Locate each line in the records that contains the word "this", matching case exactly, and copy those lines out in full.
— begin GIVEN RECORDS —
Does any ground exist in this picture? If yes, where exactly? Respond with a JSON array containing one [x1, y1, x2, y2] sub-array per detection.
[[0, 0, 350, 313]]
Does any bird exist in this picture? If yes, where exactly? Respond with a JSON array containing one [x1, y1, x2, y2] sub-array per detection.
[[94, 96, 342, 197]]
— end GIVEN RECORDS —
— begin GIVEN RECORDS —
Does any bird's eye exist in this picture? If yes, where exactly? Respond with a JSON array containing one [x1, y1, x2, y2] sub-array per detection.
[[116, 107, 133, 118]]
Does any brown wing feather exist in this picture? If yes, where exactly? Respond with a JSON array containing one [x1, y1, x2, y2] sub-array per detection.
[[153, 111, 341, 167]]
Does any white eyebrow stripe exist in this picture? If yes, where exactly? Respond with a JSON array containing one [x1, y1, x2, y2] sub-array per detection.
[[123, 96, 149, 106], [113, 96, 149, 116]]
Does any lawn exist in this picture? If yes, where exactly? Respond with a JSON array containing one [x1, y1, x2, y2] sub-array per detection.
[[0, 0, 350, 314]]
— end GIVEN RECORDS —
▶ _TASK SOLUTION_
Does any ground exist in this picture? If yes, where exactly? Respond with a JSON array containing one [x1, y1, x2, y2] sub-array per detection.
Does any bird exist in this picture? If yes, where exactly? Respond with a JSON array containing one [x1, y1, x2, y2] sub-array per detection.
Does any bird's eye exist in this picture? If yes, where exactly? Respond with a JSON array containing one [x1, y1, x2, y2] sub-array per detection.
Does any brown wing feather exist in this picture? If yes, where exactly? Respond with a JSON array containing one [x1, y1, x2, y2] sub-array per detection.
Does any white eyebrow stripe exist in this picture? If yes, where exactly? Respond with a JSON array containing one [x1, y1, x2, y2] sub-array per detection.
Does any lawn exist in this picture? If yes, where exactly? Respond with a JSON array containing one [x1, y1, x2, y2] sub-array per detection.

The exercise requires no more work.